• TO DO:
Swap each "be found" in the data below for "be located" and keep every other part of the lines unchanged.

(Records from a collection)
============

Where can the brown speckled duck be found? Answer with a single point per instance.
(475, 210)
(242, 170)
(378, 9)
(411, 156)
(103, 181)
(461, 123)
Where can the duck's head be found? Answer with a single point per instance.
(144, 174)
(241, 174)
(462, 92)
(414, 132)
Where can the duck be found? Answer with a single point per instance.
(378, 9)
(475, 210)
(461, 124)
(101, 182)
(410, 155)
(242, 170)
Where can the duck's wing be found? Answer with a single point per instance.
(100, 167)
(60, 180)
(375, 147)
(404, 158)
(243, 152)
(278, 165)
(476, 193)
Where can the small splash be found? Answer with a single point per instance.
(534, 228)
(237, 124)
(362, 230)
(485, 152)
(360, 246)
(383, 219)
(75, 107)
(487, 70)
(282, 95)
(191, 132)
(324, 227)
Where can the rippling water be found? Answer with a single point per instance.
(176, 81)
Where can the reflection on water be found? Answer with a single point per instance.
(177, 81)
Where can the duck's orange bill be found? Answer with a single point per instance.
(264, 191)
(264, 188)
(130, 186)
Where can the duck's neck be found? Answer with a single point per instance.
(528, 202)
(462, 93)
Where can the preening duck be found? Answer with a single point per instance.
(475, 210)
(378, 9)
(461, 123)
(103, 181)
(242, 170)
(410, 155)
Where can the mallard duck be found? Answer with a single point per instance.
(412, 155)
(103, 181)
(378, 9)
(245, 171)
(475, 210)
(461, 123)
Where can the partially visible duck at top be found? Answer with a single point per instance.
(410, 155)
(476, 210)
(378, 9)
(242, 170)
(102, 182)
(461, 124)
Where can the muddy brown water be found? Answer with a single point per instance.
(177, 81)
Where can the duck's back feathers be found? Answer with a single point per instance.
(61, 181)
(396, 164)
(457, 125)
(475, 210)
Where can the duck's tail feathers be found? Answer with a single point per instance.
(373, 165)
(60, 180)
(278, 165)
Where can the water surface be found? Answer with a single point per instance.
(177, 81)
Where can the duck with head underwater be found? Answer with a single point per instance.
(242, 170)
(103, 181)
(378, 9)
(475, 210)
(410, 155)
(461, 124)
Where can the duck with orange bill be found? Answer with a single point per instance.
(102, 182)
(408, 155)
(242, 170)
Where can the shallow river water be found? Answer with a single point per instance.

============

• WRITTEN SOLUTION:
Where can the brown speckled duck be located? Answer with a single point per instance.
(475, 210)
(242, 170)
(378, 9)
(411, 156)
(103, 181)
(461, 123)
Where can the duck's head be located? Answer with a single point per instance.
(144, 174)
(241, 174)
(462, 92)
(414, 132)
Where can the duck be located? Answer with a single point per instance.
(378, 9)
(475, 210)
(461, 124)
(101, 182)
(410, 155)
(242, 170)
Where can the duck's wing be located? Answer with a single point per instance.
(100, 167)
(60, 180)
(375, 147)
(404, 158)
(243, 152)
(278, 165)
(476, 193)
Where can the small splash be located? Answer with a single point per instance.
(534, 228)
(237, 124)
(362, 230)
(485, 152)
(360, 246)
(383, 219)
(75, 107)
(487, 70)
(282, 95)
(191, 132)
(324, 227)
Where can the rippling water be located? Answer with a single point per instance.
(176, 81)
Where can the reflection on water be located? Answer with a single point per instance.
(177, 81)
Where can the duck's orange bill be located? Answer with a single point per instance.
(264, 191)
(264, 188)
(130, 186)
Where can the duck's neck be located? Answer with a single point per instance.
(528, 202)
(462, 93)
Where can the preening duck be located? Answer with a single point per instance.
(475, 210)
(378, 9)
(461, 123)
(103, 181)
(242, 170)
(410, 155)
Where can the mallard duck be located? Answer with a single point per instance.
(412, 155)
(103, 181)
(378, 9)
(245, 171)
(475, 210)
(461, 123)
Where can the partially visible duck at top be located? Answer with a single point per instance.
(410, 155)
(476, 210)
(378, 9)
(242, 170)
(102, 182)
(461, 124)
Where can the muddy brown water be located? Answer with a single point per instance.
(177, 81)
Where can the duck's back feathers be located? Answer with a single point per instance.
(61, 181)
(396, 164)
(457, 125)
(475, 210)
Where can the duck's tail feathers be located? Answer with a single point per instance.
(373, 165)
(60, 180)
(278, 165)
Where can the water surface be located? Answer with a single point per instance.
(177, 81)
Where can the duck with head underwater be located? Answer with a single point per instance.
(242, 170)
(103, 181)
(378, 9)
(475, 210)
(410, 155)
(461, 124)
Where can the duck with orange bill be located? Answer with a single point per instance.
(102, 182)
(408, 155)
(242, 170)
Where can the shallow river water be located? Answer with a single point per instance.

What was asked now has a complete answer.